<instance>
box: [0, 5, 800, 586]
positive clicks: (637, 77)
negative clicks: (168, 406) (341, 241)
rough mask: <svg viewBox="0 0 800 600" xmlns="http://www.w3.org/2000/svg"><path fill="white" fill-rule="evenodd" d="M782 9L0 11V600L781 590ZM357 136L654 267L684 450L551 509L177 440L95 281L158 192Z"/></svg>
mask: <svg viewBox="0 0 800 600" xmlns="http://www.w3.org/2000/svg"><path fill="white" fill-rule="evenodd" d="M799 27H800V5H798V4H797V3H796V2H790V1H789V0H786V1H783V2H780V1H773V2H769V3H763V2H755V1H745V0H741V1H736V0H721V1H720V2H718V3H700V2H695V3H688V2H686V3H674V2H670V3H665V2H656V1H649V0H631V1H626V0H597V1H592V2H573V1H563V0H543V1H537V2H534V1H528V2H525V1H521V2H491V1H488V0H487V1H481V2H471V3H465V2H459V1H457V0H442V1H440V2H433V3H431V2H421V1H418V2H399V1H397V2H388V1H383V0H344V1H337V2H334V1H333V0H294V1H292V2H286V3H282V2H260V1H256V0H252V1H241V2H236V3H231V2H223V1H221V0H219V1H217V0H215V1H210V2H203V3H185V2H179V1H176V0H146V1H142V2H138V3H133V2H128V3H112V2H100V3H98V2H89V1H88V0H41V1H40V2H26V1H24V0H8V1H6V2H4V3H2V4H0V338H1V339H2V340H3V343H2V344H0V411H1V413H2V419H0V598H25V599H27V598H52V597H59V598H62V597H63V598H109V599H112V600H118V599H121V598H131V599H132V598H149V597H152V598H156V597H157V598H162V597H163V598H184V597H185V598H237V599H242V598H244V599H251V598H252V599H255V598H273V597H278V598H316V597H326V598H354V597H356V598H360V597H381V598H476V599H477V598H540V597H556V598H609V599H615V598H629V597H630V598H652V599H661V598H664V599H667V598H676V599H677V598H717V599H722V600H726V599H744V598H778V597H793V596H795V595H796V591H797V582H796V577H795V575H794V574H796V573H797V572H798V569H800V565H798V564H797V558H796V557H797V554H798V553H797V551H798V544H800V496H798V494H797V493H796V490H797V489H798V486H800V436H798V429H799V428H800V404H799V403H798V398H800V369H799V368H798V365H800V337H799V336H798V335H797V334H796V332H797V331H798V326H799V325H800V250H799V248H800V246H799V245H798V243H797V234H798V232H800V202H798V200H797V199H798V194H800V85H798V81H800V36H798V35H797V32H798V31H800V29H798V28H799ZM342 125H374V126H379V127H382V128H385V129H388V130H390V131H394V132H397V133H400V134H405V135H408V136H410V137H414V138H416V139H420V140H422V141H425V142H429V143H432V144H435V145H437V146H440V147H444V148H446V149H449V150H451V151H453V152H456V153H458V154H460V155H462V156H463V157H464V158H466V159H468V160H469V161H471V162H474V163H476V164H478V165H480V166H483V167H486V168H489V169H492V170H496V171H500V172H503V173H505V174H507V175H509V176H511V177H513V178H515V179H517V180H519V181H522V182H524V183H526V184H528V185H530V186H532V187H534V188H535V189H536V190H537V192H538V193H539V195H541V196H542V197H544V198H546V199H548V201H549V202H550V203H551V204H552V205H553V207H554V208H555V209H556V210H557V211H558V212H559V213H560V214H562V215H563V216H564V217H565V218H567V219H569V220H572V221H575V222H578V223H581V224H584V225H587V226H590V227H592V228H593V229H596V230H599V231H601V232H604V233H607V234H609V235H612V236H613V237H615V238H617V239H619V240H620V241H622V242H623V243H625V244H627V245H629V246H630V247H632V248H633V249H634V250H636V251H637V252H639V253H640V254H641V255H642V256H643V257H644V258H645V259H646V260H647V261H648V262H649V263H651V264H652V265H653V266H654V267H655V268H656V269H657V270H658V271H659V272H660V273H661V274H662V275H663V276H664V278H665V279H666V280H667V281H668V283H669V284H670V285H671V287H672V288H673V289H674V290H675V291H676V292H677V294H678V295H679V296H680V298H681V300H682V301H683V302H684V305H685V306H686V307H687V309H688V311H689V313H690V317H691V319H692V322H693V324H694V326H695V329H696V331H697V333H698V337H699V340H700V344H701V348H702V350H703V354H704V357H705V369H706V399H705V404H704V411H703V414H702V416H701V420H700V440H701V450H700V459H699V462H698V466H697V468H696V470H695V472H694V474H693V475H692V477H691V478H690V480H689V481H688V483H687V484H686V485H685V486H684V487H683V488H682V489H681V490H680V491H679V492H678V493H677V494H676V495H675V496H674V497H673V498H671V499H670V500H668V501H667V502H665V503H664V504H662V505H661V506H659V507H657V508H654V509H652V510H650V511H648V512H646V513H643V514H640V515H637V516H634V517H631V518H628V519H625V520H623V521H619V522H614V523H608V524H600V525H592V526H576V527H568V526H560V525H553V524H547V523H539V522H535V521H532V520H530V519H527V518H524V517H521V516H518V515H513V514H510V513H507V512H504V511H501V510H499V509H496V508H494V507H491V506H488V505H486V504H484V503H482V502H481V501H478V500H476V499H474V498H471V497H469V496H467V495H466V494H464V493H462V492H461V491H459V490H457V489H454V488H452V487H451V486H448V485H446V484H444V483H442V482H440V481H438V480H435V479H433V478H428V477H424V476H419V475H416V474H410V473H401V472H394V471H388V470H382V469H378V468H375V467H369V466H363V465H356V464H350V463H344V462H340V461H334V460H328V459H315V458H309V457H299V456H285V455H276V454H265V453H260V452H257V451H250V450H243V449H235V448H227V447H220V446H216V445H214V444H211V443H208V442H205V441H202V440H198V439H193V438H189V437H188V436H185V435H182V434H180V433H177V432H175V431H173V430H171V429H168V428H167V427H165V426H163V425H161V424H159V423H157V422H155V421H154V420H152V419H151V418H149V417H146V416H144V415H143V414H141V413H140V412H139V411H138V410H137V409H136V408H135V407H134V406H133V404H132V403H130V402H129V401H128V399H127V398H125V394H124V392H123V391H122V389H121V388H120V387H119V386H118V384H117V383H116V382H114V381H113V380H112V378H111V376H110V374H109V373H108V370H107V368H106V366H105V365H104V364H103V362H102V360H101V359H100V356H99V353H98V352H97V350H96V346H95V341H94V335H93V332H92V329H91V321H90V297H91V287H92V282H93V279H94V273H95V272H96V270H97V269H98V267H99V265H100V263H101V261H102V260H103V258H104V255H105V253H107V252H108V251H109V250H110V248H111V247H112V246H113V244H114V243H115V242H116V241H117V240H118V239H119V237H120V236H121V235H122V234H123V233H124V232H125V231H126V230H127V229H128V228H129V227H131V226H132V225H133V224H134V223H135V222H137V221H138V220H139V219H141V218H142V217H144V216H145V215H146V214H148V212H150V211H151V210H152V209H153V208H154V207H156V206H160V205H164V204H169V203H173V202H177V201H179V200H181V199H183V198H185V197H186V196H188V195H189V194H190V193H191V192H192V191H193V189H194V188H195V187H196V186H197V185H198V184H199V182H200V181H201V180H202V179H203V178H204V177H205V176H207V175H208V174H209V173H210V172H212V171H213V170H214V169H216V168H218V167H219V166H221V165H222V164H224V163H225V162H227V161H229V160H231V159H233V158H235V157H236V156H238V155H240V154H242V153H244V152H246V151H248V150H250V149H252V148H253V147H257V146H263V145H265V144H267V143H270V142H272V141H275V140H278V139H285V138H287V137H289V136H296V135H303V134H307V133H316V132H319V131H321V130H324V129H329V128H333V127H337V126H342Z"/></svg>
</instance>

::::::

EXERCISE AIM:
Return only the stretch of the material above from the line holding "positive clicks: (637, 77)" through the line holding "negative clicks: (168, 406) (341, 241)", copied exactly.

ANSWER TO THIS EXERCISE:
positive clicks: (637, 77)
negative clicks: (168, 406) (341, 241)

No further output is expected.